Insomma, sognavo di vivere sul set di Friends ed essere Rachel Green. Jennifer Aniston, dunque, per me ha incarnato la prima donna iconica di una serie tv, tanto da spingermi a copiare quel famoso taglio di capelli iper scalato. Quello stesso che, per sua successiva ammissione, era stato il frutto di un errore e che un numero considerevole di ragazze ha riprodotto senza farsi troppe domande.
Ma cosa ho amato di questa ragazza viziata che approda come un piccolo uragano vestito da sposa al Central Perk?
Sicuramente quella goffaggine naturale che, abbinata alla sua ironia sottile la rende ancora più attraente. Per non parlare poi, della leggerezza con cui attraversa le situazioni più disparate. Un tocco lieve che non è certo superficialità ma, piuttosto, la capacità di riportare gli eventi della vita alla loro essenza più naturale e spesso comica.
Ho amato e continuo ad amare così tanto Rachel Green che, qualche anno fa, trovandomi a New York per lavoro non ho potuto fare a meno di affrontare una fila lunga svariate ore pur di mettermi seduta su “quel” divano con una tazza di caffè in mano. Per festeggiare il ventennale di Friends, infatti, gli arredi di scena erano stati portati a New York ricostruendo il Central Perk dove, per pochi minuti, sono riuscita ad essere Rachel.

Dati registrati
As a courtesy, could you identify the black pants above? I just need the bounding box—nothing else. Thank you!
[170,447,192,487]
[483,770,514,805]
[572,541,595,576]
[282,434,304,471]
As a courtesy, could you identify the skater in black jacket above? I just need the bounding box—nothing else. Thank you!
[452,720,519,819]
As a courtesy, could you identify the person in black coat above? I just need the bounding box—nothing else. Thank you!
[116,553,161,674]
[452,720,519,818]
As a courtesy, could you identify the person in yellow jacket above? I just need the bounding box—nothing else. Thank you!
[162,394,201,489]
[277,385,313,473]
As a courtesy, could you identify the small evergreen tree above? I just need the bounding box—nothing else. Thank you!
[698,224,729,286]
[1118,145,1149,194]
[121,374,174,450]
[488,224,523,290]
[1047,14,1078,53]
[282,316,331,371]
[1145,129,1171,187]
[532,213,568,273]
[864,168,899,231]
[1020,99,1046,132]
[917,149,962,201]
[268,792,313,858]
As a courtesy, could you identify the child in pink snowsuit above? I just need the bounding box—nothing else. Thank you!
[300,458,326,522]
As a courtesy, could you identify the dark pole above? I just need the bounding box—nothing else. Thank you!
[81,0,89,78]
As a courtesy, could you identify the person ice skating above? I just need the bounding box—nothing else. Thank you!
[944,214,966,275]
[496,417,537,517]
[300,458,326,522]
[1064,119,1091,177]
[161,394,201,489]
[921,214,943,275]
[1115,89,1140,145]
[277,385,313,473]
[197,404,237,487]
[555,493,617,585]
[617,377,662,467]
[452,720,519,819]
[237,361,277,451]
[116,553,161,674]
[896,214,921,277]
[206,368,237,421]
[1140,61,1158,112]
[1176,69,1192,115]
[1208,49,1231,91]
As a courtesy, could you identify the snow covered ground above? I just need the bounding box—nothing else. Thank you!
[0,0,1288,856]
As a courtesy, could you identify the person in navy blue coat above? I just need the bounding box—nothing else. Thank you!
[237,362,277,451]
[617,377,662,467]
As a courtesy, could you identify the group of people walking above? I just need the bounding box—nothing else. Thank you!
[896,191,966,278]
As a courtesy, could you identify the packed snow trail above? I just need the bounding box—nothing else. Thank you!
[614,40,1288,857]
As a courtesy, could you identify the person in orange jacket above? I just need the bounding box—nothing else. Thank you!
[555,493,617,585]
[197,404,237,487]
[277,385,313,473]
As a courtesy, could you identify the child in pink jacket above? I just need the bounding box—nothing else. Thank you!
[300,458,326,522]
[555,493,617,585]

Consegna
Trascrivi fedelmente il brano del testo su Rachel Green che inizia dalle parole "Insomma, sognavo di" e fermati dopo "al Central Perk?".

Il risultato
Insomma, sognavo di vivere sul set di Friends ed essere Rachel Green. Jennifer Aniston, dunque, per me ha incarnato la prima donna iconica di una serie tv, tanto da spingermi a copiare quel famoso taglio di capelli iper scalato. Quello stesso che, per sua successiva ammissione, era stato il frutto di un errore e che un numero considerevole di ragazze ha riprodotto senza farsi troppe domande.
Ma cosa ho amato di questa ragazza viziata che approda come un piccolo uragano vestito da sposa al Central Perk?